PROBLEM STATEMENT:
Rewrite everything from the line containing "Guideline: the keypoint for each instance of the cut surface" down to the end of the material, putting "leafy ground cover" in place of "leafy undergrowth" and leaving the rest unchanged.

Dataset rows on where objects are located
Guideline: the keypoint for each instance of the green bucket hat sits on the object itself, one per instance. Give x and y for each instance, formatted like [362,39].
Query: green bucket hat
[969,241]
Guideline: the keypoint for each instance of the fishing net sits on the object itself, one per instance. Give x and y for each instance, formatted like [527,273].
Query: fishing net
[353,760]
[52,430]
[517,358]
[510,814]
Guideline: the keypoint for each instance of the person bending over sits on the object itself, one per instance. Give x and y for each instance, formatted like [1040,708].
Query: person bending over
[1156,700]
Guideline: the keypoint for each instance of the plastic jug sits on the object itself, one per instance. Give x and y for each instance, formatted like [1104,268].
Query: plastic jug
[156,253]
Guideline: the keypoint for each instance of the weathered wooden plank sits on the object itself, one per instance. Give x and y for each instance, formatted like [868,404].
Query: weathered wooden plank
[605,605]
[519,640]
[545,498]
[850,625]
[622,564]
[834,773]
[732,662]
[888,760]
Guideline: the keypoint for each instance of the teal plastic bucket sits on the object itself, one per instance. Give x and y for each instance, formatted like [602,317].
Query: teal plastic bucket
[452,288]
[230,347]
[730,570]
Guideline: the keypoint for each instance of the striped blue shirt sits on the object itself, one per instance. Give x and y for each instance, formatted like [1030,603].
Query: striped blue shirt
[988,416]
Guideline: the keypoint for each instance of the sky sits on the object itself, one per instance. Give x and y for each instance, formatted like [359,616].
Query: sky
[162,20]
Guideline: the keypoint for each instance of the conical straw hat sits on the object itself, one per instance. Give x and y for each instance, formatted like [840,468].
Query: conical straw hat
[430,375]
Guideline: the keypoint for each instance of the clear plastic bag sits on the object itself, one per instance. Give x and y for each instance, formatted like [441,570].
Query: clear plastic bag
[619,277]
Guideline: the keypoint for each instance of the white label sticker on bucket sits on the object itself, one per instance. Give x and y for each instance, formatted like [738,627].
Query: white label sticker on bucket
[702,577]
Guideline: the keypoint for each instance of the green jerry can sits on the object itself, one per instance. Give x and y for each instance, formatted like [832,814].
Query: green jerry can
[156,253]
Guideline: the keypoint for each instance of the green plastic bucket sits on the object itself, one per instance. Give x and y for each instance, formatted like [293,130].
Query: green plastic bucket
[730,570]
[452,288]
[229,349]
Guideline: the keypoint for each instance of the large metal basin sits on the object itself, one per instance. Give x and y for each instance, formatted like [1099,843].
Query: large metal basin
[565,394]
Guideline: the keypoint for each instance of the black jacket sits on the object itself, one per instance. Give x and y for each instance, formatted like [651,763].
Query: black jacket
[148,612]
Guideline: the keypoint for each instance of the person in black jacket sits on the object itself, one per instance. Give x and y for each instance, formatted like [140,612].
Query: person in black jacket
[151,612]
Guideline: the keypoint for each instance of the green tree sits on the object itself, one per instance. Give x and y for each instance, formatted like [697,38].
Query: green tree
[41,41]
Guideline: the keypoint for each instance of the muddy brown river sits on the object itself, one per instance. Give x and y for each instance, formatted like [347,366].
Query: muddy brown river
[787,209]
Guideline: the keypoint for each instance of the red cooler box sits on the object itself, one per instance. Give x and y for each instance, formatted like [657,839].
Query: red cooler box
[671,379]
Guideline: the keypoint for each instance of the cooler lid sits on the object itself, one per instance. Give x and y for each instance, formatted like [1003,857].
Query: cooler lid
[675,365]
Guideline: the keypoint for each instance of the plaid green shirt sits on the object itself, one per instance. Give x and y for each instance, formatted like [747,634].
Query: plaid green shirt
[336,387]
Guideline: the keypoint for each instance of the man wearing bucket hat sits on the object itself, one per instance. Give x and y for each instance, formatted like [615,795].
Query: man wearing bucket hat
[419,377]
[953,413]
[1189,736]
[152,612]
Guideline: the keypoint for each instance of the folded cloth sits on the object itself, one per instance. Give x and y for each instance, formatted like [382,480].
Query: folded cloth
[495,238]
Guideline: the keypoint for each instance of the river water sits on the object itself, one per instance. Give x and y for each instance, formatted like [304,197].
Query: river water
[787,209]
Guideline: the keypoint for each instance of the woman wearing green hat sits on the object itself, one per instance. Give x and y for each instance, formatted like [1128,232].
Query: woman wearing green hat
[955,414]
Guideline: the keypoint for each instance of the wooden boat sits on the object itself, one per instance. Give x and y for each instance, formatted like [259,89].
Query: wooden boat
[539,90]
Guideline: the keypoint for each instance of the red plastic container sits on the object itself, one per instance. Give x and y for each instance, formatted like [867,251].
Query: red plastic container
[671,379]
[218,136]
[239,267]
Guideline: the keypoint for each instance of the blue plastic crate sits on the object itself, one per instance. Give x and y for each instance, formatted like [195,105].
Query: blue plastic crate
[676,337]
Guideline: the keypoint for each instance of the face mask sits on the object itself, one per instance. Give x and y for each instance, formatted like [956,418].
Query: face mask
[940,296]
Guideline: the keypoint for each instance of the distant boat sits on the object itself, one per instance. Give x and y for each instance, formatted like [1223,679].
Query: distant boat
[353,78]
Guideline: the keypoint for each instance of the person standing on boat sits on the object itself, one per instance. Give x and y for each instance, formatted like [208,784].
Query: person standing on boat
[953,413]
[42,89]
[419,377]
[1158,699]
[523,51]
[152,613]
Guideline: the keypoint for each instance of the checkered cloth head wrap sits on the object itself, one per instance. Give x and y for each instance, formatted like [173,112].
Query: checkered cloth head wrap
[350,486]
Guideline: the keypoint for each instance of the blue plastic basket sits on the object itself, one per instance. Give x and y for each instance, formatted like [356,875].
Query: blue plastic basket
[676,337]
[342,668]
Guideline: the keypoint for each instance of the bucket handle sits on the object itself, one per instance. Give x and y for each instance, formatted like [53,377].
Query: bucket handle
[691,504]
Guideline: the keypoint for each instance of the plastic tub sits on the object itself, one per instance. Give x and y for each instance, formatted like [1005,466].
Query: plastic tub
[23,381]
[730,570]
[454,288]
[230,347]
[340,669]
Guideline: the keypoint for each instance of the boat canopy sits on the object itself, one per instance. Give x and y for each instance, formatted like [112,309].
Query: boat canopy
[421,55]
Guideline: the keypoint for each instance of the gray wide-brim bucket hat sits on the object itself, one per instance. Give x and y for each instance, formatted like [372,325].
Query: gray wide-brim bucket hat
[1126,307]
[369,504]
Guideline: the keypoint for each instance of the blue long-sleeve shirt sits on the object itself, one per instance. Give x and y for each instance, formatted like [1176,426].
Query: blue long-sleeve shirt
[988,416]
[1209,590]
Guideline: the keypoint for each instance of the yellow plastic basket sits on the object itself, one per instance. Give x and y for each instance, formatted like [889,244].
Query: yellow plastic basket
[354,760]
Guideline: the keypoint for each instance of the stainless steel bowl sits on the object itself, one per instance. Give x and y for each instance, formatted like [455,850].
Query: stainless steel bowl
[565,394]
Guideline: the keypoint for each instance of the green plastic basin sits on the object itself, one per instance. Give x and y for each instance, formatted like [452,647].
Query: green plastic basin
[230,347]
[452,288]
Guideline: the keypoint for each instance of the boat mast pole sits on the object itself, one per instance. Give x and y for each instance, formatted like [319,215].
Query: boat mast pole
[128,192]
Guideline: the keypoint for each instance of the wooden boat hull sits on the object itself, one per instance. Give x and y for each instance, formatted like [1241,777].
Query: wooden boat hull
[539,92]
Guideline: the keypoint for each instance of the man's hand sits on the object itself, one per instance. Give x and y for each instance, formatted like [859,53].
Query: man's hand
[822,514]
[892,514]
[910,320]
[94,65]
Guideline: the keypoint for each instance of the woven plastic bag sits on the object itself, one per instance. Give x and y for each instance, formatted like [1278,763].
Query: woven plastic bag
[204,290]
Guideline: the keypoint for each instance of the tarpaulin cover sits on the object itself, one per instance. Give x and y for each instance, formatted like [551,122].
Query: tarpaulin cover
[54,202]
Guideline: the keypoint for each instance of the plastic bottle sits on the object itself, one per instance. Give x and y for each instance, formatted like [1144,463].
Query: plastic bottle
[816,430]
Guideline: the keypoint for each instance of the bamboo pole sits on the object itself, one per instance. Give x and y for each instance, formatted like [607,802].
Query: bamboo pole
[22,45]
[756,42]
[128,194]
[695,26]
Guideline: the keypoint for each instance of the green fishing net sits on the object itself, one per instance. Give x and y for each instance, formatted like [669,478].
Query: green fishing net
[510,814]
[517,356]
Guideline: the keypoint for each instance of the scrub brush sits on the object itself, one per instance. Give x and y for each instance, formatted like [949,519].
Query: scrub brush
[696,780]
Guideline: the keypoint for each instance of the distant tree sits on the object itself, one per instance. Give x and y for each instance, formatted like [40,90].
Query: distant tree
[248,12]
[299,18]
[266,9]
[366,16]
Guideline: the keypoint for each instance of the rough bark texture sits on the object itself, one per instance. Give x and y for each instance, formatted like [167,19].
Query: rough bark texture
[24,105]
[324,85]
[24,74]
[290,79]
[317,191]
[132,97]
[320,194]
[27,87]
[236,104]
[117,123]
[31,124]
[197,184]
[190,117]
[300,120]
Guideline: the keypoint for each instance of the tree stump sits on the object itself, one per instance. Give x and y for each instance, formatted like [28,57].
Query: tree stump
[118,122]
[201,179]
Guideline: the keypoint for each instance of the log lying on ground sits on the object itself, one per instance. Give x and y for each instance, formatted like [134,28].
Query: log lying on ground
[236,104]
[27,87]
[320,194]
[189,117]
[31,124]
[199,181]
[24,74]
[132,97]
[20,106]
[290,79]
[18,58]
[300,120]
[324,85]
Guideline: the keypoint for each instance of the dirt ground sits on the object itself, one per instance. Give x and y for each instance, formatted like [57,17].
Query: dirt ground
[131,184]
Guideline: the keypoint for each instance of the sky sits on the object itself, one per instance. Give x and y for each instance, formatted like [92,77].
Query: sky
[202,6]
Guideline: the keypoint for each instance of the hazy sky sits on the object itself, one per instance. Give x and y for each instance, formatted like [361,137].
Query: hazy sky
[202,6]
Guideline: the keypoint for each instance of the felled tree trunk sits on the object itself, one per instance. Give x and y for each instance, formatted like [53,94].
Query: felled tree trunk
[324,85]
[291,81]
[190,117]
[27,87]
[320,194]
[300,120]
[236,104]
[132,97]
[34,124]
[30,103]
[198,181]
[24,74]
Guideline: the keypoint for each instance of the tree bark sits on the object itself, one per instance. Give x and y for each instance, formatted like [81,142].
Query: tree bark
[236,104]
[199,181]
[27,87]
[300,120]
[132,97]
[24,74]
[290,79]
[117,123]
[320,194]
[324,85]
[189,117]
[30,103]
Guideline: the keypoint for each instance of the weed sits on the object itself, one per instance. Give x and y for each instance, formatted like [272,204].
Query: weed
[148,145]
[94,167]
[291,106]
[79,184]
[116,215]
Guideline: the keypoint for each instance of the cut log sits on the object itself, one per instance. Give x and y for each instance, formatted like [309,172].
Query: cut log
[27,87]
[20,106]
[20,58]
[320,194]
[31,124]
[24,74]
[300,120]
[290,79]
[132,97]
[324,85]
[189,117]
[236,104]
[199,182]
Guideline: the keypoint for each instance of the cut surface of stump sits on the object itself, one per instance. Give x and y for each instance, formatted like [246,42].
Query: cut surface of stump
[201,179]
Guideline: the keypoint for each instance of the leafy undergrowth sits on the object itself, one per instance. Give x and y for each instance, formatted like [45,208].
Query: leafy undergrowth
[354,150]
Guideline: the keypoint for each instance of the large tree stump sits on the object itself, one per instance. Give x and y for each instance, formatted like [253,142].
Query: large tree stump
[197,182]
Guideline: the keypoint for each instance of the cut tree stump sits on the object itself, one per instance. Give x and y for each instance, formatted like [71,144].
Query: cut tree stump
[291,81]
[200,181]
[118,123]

TASK RESPONSE:
Guideline: the keypoint for each instance of the cut surface of stump sits on the object itself, one per instance. Give x and y for each instance, formatted like [246,42].
Query: cut surface of stump
[201,179]
Guideline: the keypoint for each instance of the leafy ground cover sits on the object itself, one per instance. Give x and y for each instance, formatted like [45,208].
Query: leafy ground cover
[354,150]
Guideline: the keypoint for each instance of the large tree stump sits on the object itself, one per instance. Give x and y for each instance, formatted like [253,142].
Query: large tree stump
[197,182]
Guideline: the keypoint for each instance of the cut tree stump sits on the object itself, one per instance. Give x and y for each instance, formatted like [71,144].
Query: cut tree stump
[291,81]
[200,181]
[118,123]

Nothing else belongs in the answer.